(TEXT SEGMENT):
——————

Combining GIS (Geographic Information System), MFA (Material flow analysis) and BDM (Big data mining), this study proposes a model (GMB) for estimating steel stock in civil buildings. Taking Changsha urban area as the research area, estimate the stock and waste of steel in civil buildings. The specific workflow of this study is shown in Fig. 1. Firstly, we classify buildings based on the point of interest (POI) data, and determine civil buildings to extract buildings attribute. Secondly, geographic data are processed by using vector transformation, spatial connection and overlay analysis. Then the cumulative stocks of civil buildings are estimated by combining the physical properties, and the amount of waste is estimated using the life cycle function. Finally, we analyze the characteristics of the spatial and temporal distribution of steel stocks and the dynamic evolution process of their spatial differences.
2.1. Study Area
The boundary of the GMB model is selected from the urban area of Changsha. Changsha urban (Furong, Tianxin, Wangcheng, Yuelu, Yuhua, and Kaifu) cover an area of 1909.86 km2 (Statistics 2012). As an economically important city in China and the capital city of Hunan Province, Changsha has been experiencing rapid urbanization with the urban population growing from 1.12 million to 3.96 million, per capita GDP growing from 900 yuan to 144,649 yuan, the built-up area extending from 57 square kilometers to 409 square kilometers from 1985 to 2020. Given that steel buildings in Changsha mainly were built after 1985, this paper chose to estimate the annual stocks and waste of civil-building steel from 1985 to 2020.

——————

(DATASET RECORDS):

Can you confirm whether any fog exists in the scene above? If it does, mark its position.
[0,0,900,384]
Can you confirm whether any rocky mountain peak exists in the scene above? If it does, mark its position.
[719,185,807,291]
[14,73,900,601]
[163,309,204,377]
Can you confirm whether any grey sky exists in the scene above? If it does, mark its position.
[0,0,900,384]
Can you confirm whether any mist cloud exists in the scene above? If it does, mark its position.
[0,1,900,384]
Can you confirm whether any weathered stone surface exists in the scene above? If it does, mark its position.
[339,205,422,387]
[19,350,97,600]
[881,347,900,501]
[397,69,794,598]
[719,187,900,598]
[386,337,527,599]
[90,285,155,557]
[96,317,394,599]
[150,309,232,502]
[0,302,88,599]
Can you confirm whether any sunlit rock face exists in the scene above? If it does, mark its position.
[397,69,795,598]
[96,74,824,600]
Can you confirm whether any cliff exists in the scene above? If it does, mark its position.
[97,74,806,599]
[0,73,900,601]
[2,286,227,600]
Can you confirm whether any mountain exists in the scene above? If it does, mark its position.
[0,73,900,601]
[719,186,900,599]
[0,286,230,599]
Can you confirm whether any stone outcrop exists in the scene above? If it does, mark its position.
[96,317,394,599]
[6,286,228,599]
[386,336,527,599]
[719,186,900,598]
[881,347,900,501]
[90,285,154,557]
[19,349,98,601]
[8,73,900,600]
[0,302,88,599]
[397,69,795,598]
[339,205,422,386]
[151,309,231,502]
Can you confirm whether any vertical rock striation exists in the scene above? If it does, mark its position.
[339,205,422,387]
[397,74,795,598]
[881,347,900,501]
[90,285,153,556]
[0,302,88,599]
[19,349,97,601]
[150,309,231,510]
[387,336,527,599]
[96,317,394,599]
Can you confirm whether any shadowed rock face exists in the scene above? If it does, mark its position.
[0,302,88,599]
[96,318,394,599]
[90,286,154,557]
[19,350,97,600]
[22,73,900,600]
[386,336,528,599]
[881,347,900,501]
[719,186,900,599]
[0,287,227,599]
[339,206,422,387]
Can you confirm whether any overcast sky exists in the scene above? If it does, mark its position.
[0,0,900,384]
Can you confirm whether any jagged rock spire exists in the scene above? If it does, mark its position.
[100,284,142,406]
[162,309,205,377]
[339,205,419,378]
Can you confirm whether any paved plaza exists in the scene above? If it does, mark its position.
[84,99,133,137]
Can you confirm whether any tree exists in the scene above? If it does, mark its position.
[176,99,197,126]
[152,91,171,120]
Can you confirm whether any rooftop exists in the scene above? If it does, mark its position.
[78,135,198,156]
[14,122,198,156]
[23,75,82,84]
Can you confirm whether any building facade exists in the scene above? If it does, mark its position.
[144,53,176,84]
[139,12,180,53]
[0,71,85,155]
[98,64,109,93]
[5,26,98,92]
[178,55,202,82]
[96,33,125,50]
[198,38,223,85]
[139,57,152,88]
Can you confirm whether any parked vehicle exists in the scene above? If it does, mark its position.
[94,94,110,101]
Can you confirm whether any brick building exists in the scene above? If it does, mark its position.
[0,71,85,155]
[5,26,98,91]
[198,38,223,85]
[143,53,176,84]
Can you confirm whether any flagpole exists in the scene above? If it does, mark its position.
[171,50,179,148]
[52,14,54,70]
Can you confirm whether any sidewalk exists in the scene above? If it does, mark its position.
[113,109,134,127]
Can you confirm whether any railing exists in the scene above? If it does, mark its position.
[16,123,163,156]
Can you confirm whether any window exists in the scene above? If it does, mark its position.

——————

(SET TASK): Write the next part of the steel stock study text, picking up after its final sentence. The entries have nothing to do with this.

(ANSWER TO THIS TASK):
2.2. Data source
The data acquired in this study can be classified into two categories, attribute data and spatial data. Data sources are shown in Table 1. For attribute data, we used Python to crawl the floor height, construction year, area, and neighborhood name of civil buildings on two major real estate agency websites (58. Com Inc, https://cs.58.com; Beke, https://cs.ke.com). For spatial data, geographic data of civil buildings and POI data of buildings were obtained from AutoNavi Company (https://www.amap.com), and AOI (Area of Interest) data were obtained according to the ID of POI. Based on the acquired building POI data, the buildings are classified, and data related to civil buildings are extracted from the classification results. Through this method, we obtained about 96% of the data related to civil buildings in the urban area of Changsha. Since another 4% of the data were missing, we supplemented them by nearest neighbor interpolation. However, using the above data solely is not enough to estimate the steel stocks of civil buildings, and the civil building area and steel intensity per unit area are also necessary. The steel intensity per unit area is obtained through field research and related literature review.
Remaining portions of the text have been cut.